> _Material provided_:
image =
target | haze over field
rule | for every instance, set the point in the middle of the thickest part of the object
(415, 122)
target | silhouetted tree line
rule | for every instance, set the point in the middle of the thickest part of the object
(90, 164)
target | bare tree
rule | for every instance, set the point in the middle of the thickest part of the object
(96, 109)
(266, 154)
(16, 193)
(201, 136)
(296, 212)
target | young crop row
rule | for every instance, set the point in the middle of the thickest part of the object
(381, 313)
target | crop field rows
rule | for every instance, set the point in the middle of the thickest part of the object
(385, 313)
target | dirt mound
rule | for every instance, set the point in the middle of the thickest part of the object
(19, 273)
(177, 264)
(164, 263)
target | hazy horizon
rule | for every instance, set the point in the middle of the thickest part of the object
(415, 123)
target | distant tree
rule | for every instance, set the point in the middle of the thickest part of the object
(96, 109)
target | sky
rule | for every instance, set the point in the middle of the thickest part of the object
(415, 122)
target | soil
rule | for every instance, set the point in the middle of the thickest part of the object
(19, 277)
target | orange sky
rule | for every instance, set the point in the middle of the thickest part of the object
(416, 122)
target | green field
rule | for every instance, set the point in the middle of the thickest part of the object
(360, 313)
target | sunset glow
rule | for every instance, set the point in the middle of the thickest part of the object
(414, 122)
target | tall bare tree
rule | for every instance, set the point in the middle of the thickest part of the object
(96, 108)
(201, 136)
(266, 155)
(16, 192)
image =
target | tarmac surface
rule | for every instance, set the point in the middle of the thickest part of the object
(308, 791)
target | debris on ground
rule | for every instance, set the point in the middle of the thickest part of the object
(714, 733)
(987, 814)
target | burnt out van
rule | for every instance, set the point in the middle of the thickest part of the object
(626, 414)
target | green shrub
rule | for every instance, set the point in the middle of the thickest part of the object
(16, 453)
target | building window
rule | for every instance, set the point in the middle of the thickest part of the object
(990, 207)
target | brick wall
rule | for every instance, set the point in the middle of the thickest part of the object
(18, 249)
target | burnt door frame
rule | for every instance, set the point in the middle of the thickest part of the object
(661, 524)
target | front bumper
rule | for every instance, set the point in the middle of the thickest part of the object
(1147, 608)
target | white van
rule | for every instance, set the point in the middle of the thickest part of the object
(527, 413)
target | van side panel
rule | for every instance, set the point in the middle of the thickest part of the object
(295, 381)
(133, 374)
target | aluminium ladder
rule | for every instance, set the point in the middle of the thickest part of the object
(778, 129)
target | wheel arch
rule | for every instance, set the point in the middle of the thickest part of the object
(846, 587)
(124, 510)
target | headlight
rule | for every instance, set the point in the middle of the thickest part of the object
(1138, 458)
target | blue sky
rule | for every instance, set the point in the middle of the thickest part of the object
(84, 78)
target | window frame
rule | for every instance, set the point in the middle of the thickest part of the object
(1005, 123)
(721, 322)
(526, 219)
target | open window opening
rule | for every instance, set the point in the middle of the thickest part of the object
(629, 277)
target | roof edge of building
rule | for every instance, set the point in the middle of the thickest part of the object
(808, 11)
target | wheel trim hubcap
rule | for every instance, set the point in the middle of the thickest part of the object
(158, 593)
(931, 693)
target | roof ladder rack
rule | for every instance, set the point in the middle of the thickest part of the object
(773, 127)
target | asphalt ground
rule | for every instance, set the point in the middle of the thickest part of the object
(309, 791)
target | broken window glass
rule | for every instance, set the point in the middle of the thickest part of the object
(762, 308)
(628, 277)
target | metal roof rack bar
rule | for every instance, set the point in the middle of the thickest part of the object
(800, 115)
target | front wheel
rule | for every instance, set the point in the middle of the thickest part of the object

> _What is asked_: Reproduce the data without any change, from the line that contains "target | open window opening" through the final line, including both of those lines.

> _Reply_:
target | open window opening
rule | for every instance, set the point in the middle of the thickest part of the object
(629, 277)
target | roof edge of building
rule | for every instance, set the point in the middle of the thickest part of the object
(808, 11)
target | wheel trim hubcap
rule | for every instance, set the point in the middle of the thickest part of the object
(158, 593)
(931, 693)
target | roof ladder rack
rule | for every instance, set the point in the middle of the thickest part of the object
(773, 127)
target | asphalt ground
rule | for every instance, set the point in the middle of the thickest part of the object
(309, 791)
target | broken window glass
rule | for every instance, set the point in the middle of the thickest part of the object
(762, 308)
(628, 277)
target | metal roof rack bar
rule | for every instance, set the point in the middle of the thickest part of the object
(800, 115)
target | front wheel
rule | for every instance, set the point in the middle of the thickest part of the object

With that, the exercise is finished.